-- Start Data shown --
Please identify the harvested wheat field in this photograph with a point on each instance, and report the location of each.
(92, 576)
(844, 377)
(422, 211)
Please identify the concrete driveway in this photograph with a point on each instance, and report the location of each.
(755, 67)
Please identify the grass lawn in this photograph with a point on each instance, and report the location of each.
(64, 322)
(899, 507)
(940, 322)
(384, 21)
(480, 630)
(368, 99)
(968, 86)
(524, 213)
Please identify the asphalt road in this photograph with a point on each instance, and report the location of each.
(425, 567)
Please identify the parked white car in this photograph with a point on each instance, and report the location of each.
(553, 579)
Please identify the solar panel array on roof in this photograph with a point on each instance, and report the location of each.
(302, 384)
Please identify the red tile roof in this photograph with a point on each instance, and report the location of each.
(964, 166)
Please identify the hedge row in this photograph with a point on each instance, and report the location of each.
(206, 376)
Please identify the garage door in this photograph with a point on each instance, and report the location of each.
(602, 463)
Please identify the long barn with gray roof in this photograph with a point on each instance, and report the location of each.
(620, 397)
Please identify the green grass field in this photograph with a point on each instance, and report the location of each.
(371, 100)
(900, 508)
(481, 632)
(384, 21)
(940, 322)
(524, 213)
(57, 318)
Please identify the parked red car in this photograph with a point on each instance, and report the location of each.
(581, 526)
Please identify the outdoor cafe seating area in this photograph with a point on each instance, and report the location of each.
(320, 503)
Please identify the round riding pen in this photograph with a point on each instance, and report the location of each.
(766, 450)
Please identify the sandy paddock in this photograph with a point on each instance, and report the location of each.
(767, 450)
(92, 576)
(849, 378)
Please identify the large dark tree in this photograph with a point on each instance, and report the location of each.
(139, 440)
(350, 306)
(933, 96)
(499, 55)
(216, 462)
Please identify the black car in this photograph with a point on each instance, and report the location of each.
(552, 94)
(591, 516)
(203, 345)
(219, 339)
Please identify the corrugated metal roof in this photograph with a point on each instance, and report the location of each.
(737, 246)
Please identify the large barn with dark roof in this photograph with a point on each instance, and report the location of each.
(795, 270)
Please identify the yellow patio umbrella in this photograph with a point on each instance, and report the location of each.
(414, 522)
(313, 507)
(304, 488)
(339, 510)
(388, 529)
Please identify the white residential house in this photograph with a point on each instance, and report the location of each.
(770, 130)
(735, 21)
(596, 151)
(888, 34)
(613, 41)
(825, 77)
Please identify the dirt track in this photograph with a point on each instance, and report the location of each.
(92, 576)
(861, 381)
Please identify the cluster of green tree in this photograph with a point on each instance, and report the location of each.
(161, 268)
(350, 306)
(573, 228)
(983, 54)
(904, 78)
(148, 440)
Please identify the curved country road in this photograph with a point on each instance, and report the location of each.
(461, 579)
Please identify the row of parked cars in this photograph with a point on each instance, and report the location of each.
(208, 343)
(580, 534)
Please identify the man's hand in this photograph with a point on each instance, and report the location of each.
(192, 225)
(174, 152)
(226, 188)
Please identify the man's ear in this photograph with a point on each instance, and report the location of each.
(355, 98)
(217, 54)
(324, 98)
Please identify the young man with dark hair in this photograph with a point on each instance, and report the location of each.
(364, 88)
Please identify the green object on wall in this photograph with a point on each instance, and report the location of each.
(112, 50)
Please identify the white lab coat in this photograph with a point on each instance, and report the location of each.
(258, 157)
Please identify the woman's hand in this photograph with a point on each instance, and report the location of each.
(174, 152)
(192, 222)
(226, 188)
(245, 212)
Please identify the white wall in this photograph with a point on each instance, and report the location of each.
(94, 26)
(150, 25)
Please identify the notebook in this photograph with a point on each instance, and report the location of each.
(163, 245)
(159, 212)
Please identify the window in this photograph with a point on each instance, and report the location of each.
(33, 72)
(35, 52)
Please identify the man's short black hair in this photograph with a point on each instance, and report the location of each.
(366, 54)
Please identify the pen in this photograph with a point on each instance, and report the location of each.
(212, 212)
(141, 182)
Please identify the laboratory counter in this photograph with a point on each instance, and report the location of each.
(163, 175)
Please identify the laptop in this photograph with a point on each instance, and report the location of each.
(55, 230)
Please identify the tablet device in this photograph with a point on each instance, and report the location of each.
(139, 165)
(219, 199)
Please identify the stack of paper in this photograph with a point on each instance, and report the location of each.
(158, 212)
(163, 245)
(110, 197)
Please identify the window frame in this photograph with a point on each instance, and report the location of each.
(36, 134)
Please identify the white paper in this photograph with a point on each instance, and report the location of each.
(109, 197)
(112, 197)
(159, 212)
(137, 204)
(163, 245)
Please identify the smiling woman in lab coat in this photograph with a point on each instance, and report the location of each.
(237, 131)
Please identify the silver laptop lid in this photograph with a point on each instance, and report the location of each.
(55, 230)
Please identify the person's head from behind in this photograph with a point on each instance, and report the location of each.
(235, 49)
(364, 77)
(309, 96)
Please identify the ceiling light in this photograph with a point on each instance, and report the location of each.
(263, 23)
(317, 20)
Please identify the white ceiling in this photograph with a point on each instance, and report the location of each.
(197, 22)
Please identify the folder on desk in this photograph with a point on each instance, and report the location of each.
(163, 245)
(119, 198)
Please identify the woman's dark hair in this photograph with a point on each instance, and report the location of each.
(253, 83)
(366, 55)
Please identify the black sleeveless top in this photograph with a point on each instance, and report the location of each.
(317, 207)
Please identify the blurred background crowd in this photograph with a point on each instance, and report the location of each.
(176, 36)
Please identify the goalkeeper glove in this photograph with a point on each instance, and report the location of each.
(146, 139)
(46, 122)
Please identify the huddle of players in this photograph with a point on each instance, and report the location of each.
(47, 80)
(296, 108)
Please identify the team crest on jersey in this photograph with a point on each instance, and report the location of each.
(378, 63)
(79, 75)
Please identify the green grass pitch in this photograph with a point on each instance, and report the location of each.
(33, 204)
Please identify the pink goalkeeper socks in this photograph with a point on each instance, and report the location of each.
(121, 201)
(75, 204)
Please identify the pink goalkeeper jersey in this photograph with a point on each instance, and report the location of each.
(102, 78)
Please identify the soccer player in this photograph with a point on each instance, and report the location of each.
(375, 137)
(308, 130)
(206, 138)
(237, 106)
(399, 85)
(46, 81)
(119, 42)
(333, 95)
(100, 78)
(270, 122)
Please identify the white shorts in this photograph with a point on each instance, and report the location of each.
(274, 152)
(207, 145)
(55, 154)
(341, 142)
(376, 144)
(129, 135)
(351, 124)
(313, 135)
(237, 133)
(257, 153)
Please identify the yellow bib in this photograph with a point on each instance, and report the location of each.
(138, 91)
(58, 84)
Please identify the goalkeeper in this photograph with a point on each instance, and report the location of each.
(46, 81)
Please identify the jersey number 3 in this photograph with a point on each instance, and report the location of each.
-- End Data shown --
- [Problem to solve]:
Please set down all the data word for word.

- [Response]:
Please identify the harvested wheat field in this photograph with a point on each instance, and report the location of each.
(92, 576)
(844, 377)
(422, 211)
Please identify the concrete driveway in this photograph with a point on each instance, and report the location of each.
(755, 67)
Please identify the grass lawn in this photograph with a point on each instance, and report the location of each.
(64, 322)
(899, 507)
(940, 322)
(384, 21)
(480, 630)
(368, 99)
(968, 86)
(524, 213)
Please identify the asphalt road in this photograph with a point on each instance, and report the location of each.
(425, 567)
Please identify the parked white car in this photograph with a point on each instance, and report the location of each.
(553, 579)
Please identify the solar panel array on roof in this photograph with a point on each instance, and report the location of each.
(302, 384)
Please identify the red tile roof in this photograph with a point on each instance, and report the location of each.
(964, 166)
Please identify the hedge row in this photograph with a point on each instance, and report the location of each.
(206, 376)
Please identify the garage door in this photograph with a point on each instance, and report the location of each.
(602, 463)
Please identify the long barn with gray roof in this photograph with a point on each instance, and report the location of each.
(620, 397)
Please identify the green grass field in this photograph with a point on each instance, and report the location of each.
(371, 100)
(900, 508)
(481, 632)
(384, 21)
(940, 322)
(524, 213)
(57, 318)
Please identify the parked red car in this photograph with a point on each instance, and report the location of each.
(581, 526)
Please identify the outdoor cafe seating area in this photograph with a point on each instance, and report the location of each.
(320, 503)
Please identify the round riding pen in this photograph with a point on each instance, and report the location of each.
(766, 450)
Please identify the sandy paddock in this photograph with a point on each instance, and report the location of each.
(767, 450)
(92, 576)
(849, 378)
Please identify the large dark tree in this photograph with a point on each instance, and report the location of each.
(139, 440)
(350, 306)
(933, 96)
(499, 55)
(216, 462)
Please identify the black car in this photograph with a point on each instance, and report the location of each.
(552, 94)
(591, 516)
(203, 345)
(219, 339)
Please identify the corrugated metal roof in this photograph with a point on each instance, and report the location of each.
(737, 246)
Please identify the large barn with dark roof in this photograph with a point on each instance, and report the location of each.
(795, 270)
Please identify the yellow patio umbrella in this photograph with a point on each instance, and report the location of each.
(414, 522)
(313, 507)
(304, 488)
(339, 510)
(388, 529)
Please identify the white residential house in this photograph with a point on each instance, and report the location of each.
(770, 130)
(735, 21)
(596, 151)
(888, 34)
(613, 41)
(825, 77)
Please identify the dirt track in this photograph with a point on each instance, and report the location of each.
(92, 576)
(861, 381)
Please identify the cluster of green tree in this photograph with a point on each instance, and report the location of each.
(161, 268)
(350, 306)
(573, 228)
(983, 54)
(904, 78)
(148, 440)
Please identify the curved country road in this photograph with a point on each instance, and report the location of each.
(461, 579)
Please identify the row of parked cars in this photograph with a point on each instance, and report the location of each.
(208, 343)
(580, 534)
Please identify the man's hand in this photograph with a point on each instance, and report the location of each.
(192, 225)
(174, 152)
(226, 188)
Please identify the man's ear in this photograph with a point on each instance, and report the location of each.
(355, 98)
(217, 54)
(324, 98)
Please identify the young man with dark hair in this photograph with a point on each instance, and report the location of each.
(364, 88)
Please identify the green object on wall in this photograph with a point on each instance, and report the location of each.
(112, 50)
Please identify the white lab coat in this photograph with a point on each instance, and report the location of each.
(258, 157)
Please identify the woman's hand in this photograph with a point on each instance, and report the location of each.
(174, 152)
(192, 222)
(226, 188)
(245, 212)
Please identify the white wall in this photograph with a point on each instance, and report the location of each.
(94, 26)
(150, 25)
Please identify the notebook in this photograph with a point on each instance, and report the location of each.
(163, 245)
(159, 212)
Please identify the window in this photograph with a point on each instance, and report the location of each.
(33, 72)
(35, 52)
Please identify the man's short black hair in this photograph with a point on each instance, and report the location of each.
(366, 54)
Please identify the pen in this photograph with a point on each instance, and report the location of each.
(212, 212)
(141, 182)
Please identify the laboratory counter in this photograph with a point on each instance, and report the location of each.
(163, 175)
Please identify the laptop in this photograph with a point on each instance, and report the location of each.
(55, 230)
Please identify the tablet device in this photograph with a point on each instance, and report the location of each.
(139, 165)
(219, 199)
Please identify the stack of paper in this photograph with a point on each instance, and report the location of each.
(158, 212)
(163, 245)
(110, 197)
Please identify the window frame in this photograph with a point on each instance, and report the location of each.
(36, 134)
Please identify the white paper in this photograph with a point on each instance, and report the location of each.
(109, 197)
(112, 197)
(159, 212)
(137, 204)
(163, 245)
Please identify the smiling woman in lab coat in this photograph with a point on each instance, and report the location of each.
(237, 131)
Please identify the silver laptop lid in this photograph with a point on each instance, and report the location of each.
(55, 230)
Please identify the person's head from behind in this photograph with a point on each instance, and report the location of each.
(235, 49)
(364, 77)
(309, 96)
Please identify the ceiling light in this photograph with a point on each instance, and report the location of each.
(263, 23)
(317, 20)
Please identify the white ceiling in this photograph with a point on each instance, and report the location of each.
(197, 22)
Please identify the folder on desk in this photograph with a point on each instance, and report the location of each.
(163, 245)
(119, 198)
Please identify the woman's dark hair in this photograph with a point on each instance, and report the location of each.
(253, 83)
(366, 55)
Please identify the black sleeveless top in this photograph with a point on each instance, and report the location of each.
(317, 207)
Please identify the blurred background crowd in this photograph with a point on each instance, and report the location of each.
(176, 36)
Please identify the goalkeeper glove in this photograph with a point on each instance, and report the location of each.
(146, 139)
(46, 122)
Please identify the huddle of players in this photograph with a point on each instance, and report the location of each.
(47, 80)
(296, 108)
Please identify the team crest on jersey in this photograph with a point on each instance, and report the location of each.
(378, 63)
(79, 75)
Please identify the green grass pitch in this photograph with a point on each instance, and report the location of each.
(33, 204)
Please identify the pink goalkeeper socks in this photograph with a point on each instance, and report the location of each.
(121, 201)
(75, 204)
Please identify the pink goalkeeper jersey in this photograph with a point on each instance, and report the location of each.
(102, 78)
Please identify the soccer player in this photograph with a point on each instance, and report the location of each.
(375, 137)
(308, 130)
(206, 138)
(237, 106)
(399, 85)
(46, 81)
(119, 42)
(333, 95)
(100, 78)
(270, 122)
Please identify the white shorts in this photograph with a point on each instance, and report the location of each.
(274, 152)
(207, 145)
(55, 154)
(341, 142)
(376, 144)
(129, 135)
(351, 124)
(313, 135)
(237, 133)
(257, 153)
Please identify the yellow bib in this photograph with a point on each instance, and report the location of each.
(138, 91)
(58, 84)
Please identify the goalkeeper in this photograph with a point on each instance, and report the location of each.
(46, 81)
Please identify the jersey number 3 in this photograph with a point on each instance, and report the location of each.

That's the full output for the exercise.